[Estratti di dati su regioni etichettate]
»»

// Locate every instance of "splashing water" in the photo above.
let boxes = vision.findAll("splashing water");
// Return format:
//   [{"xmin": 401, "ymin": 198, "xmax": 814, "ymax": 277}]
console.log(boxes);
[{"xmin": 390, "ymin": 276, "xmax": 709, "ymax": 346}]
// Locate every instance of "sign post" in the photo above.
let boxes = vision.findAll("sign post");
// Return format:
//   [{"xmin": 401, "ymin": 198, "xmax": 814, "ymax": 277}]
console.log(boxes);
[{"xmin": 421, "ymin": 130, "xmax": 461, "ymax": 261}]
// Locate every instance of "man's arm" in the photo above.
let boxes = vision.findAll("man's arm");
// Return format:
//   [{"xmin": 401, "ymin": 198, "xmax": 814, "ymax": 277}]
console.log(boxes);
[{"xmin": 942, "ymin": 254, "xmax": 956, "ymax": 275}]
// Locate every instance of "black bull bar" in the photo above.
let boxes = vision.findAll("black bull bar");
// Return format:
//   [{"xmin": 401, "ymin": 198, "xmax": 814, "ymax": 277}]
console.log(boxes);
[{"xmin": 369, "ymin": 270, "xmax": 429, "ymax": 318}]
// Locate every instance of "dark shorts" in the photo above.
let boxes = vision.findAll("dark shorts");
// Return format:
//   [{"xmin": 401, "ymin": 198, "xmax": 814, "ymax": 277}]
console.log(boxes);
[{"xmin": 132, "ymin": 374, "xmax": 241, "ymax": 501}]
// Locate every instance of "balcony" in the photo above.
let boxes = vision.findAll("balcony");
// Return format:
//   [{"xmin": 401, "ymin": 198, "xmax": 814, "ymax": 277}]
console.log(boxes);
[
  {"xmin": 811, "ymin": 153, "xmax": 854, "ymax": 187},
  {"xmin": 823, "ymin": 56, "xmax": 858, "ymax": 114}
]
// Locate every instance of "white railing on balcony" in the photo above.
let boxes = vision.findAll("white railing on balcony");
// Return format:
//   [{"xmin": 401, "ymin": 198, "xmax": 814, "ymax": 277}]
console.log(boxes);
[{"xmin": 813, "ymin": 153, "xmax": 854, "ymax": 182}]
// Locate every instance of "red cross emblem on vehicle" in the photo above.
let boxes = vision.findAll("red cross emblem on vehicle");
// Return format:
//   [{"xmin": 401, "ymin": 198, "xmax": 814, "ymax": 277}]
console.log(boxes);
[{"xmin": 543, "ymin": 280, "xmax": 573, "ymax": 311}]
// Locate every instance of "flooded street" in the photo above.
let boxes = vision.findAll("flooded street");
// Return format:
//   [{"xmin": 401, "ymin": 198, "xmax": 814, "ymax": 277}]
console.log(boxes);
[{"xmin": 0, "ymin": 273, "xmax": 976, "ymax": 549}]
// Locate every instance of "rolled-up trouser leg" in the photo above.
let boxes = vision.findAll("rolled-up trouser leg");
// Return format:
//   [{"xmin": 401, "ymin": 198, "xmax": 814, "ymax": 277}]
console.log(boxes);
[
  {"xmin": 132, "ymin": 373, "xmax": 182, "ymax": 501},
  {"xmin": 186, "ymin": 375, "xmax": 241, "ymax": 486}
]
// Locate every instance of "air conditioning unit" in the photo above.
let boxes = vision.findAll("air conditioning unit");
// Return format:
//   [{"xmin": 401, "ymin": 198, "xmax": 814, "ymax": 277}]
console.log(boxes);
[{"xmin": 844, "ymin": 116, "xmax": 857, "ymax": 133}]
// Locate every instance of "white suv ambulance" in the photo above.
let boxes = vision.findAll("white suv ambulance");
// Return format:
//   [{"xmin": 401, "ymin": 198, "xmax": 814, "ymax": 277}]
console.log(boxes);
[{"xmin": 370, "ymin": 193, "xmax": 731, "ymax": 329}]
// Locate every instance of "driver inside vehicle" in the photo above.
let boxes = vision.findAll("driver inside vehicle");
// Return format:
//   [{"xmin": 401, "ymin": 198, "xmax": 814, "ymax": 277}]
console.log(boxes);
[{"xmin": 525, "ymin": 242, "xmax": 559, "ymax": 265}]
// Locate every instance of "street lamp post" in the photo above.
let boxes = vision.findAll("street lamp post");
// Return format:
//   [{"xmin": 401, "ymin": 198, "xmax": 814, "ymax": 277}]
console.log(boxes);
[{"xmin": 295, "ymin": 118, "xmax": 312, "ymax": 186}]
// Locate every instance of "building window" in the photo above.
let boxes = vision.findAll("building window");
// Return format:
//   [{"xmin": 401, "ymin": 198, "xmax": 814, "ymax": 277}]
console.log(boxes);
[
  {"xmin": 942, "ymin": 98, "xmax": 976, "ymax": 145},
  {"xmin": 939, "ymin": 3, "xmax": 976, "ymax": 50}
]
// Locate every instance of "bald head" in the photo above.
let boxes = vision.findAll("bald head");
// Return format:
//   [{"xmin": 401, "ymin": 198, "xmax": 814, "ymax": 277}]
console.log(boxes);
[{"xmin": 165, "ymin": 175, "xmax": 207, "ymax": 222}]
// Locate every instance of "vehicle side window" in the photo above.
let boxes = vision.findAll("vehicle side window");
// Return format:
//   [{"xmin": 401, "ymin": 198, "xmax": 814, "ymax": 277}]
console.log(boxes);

««

[Esercizio assegnato]:
Conta le righe dei dati riportati sopra che contengono la stringa "window". Scrivi soltanto il numero.

[Risposta scritta]:
4